**TASK REQUIREMENTS**
Below are some records; reproduce every one of them exactly.

**EXERCISE DATA**
* * * * * * * * *
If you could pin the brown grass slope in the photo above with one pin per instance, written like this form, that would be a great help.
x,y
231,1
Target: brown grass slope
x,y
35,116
* * * * * * * * *
**THE ANSWER**
If you could pin the brown grass slope in the photo above with one pin per instance, written like this form, that would be a great help.
x,y
231,1
Target: brown grass slope
x,y
35,116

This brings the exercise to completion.